> [Task prompt]
Keep only the lines in the records below that contain the word "hand", and copy each of those lines in full.

> [The data]
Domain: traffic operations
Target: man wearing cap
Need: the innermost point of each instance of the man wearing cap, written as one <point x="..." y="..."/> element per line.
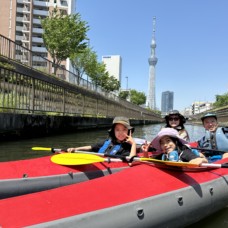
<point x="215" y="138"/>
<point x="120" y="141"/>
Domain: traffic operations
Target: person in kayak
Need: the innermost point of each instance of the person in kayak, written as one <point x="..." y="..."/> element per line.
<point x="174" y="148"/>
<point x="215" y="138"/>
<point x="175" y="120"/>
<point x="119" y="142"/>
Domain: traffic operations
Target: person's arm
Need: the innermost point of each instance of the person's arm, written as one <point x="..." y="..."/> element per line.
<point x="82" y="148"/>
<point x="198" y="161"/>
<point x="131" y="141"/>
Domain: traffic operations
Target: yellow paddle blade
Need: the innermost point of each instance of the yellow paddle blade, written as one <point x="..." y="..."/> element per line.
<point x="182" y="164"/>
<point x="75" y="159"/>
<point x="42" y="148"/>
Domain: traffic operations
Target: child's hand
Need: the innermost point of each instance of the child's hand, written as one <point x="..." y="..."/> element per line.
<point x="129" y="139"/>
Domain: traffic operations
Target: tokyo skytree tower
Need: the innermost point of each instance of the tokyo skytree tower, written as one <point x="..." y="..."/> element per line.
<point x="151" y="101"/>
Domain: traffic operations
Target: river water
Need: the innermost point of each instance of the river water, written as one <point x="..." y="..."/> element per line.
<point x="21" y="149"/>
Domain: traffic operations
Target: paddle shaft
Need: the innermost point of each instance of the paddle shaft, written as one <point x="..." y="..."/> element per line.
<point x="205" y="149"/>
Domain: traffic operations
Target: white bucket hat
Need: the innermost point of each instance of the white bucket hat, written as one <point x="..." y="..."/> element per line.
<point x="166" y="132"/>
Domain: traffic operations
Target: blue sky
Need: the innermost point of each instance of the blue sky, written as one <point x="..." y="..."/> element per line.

> [Full output]
Target: child's hand
Need: the innermost point of each instance of the child's hand, written as one <point x="..." y="..."/> element per line.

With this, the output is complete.